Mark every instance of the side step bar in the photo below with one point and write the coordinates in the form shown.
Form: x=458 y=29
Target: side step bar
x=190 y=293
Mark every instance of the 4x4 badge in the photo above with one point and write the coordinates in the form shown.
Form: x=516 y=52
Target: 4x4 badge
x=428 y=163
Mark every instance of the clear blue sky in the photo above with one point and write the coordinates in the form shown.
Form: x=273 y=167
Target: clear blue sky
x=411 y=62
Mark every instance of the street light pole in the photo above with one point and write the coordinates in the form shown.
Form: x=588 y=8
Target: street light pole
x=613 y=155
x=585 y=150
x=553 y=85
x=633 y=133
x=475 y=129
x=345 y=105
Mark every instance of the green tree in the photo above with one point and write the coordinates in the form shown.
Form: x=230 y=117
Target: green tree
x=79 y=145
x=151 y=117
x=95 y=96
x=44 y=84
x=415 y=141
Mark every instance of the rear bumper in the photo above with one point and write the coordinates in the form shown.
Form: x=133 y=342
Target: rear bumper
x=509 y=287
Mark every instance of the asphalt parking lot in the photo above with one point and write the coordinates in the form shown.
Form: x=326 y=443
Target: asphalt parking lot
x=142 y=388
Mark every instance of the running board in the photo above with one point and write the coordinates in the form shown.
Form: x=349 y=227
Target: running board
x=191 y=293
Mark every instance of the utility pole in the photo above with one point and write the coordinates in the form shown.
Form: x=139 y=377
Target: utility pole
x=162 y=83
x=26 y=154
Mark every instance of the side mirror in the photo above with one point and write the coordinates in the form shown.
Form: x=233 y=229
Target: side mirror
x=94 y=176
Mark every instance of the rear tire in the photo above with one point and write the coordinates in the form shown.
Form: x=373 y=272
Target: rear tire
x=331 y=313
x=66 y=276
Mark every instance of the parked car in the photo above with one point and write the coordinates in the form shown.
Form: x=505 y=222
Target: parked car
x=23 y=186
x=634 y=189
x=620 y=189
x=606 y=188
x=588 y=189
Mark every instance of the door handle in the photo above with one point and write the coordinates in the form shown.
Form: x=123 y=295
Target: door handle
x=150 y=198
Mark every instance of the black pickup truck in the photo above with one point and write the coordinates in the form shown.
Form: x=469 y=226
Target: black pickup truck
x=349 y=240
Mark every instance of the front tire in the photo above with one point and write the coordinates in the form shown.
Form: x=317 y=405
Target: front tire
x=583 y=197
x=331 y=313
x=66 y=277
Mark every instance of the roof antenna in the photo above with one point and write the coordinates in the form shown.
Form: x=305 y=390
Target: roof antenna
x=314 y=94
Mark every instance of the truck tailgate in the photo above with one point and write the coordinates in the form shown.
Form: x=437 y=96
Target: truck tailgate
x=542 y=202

______________________________

Task to complete: Return exactly the line that contains "Mark every instance of the truck" and every line after it, through the last line of the records.

Result:
Mark every instance of the truck tailgate in the photo above with one point and write the coordinates in the form shown.
Form: x=437 y=96
Target: truck tailgate
x=542 y=202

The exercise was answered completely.